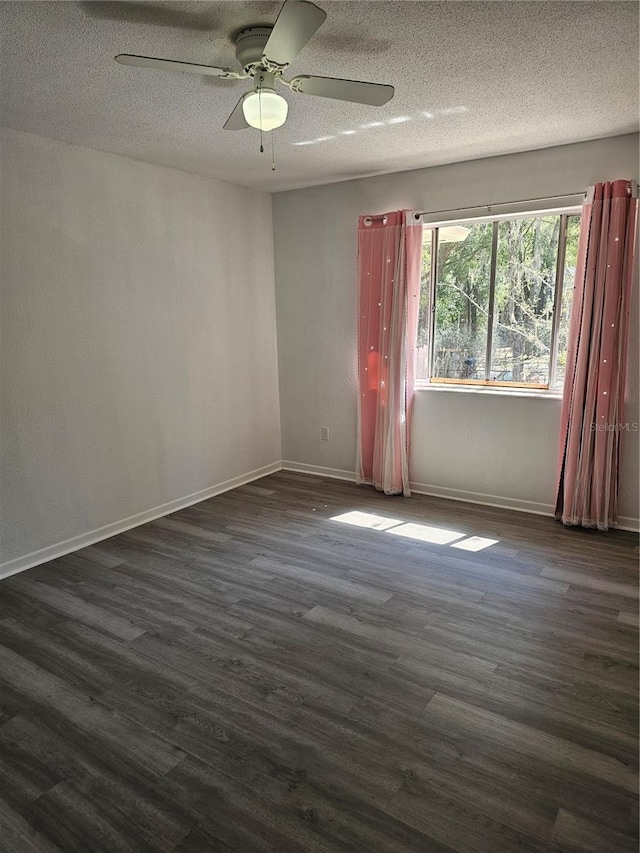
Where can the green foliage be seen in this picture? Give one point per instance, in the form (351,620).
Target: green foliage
+-------+
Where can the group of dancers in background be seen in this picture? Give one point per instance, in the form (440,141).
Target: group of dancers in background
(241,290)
+-------+
▸ **TRY IT**
Return, word for word, the lines of the data above from the line with "Where can the green" through the line with "Target: green foliage", inclusive.

▸ **ANSWER BELOW**
Where can the green foliage be seen in this picture? Give one point per instance, in the form (351,620).
Target: green foliage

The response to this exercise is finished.